_What you should do_
Reproduce verbatim the stretch of the Brian Kobilka profile from "This pivot to" through "in clinical practice.".

_Extract_
- - - - -

Brian Kobilka
Brian Kobilka
2012 Nobel Prize in Chemistry
The year was 1984 when Professor Brian Kobilka, fresh from completing his medical residency, stepped into the Lefkowitz Lab of Duke University. With the public health service scholarship that paid for his medical degree de-funded, he was no longer obligated to serve in the public health services post-residency. Instead, he had to conduct academic research for four years. Interested in cardiology, Prof Kobilka joined the lab—headed by and named after Professor Robert Lefkowitz—as a postdoctoral fellow to conduct biochemistry and medical biology research.
This pivot to research felt serendipitous to Prof Kobilka, whose interest in science began as early as high school. While he first saw science as a way into medical training, he eventually spent weekends and summers in labs during college, pursuing various research projects. At medical school, his passion for research soon outweighed his interest in clinical practice.

- - - - -

Collection entries
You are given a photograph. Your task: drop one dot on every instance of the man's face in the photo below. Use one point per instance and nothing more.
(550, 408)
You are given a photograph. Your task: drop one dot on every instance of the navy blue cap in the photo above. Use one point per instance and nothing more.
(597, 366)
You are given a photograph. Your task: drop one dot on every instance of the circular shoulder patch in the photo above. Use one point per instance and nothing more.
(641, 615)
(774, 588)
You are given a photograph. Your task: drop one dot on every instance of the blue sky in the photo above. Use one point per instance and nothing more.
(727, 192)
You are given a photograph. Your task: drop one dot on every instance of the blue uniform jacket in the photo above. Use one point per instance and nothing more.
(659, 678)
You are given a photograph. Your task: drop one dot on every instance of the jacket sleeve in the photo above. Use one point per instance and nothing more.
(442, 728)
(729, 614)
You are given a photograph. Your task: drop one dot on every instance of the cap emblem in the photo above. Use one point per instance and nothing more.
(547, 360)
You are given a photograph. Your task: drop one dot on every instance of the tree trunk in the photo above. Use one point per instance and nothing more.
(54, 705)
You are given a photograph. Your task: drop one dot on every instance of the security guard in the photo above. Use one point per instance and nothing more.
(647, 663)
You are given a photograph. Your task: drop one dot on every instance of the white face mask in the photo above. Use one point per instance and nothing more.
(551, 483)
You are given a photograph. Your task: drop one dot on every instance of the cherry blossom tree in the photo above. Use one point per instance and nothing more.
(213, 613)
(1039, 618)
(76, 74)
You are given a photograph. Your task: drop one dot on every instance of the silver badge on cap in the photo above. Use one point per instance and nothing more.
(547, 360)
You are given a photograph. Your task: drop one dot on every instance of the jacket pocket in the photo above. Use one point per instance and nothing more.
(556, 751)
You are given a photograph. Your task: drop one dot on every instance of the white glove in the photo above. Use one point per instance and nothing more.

- - - - -

_Result of this task_
This pivot to research felt serendipitous to Prof Kobilka, whose interest in science began as early as high school. While he first saw science as a way into medical training, he eventually spent weekends and summers in labs during college, pursuing various research projects. At medical school, his passion for research soon outweighed his interest in clinical practice.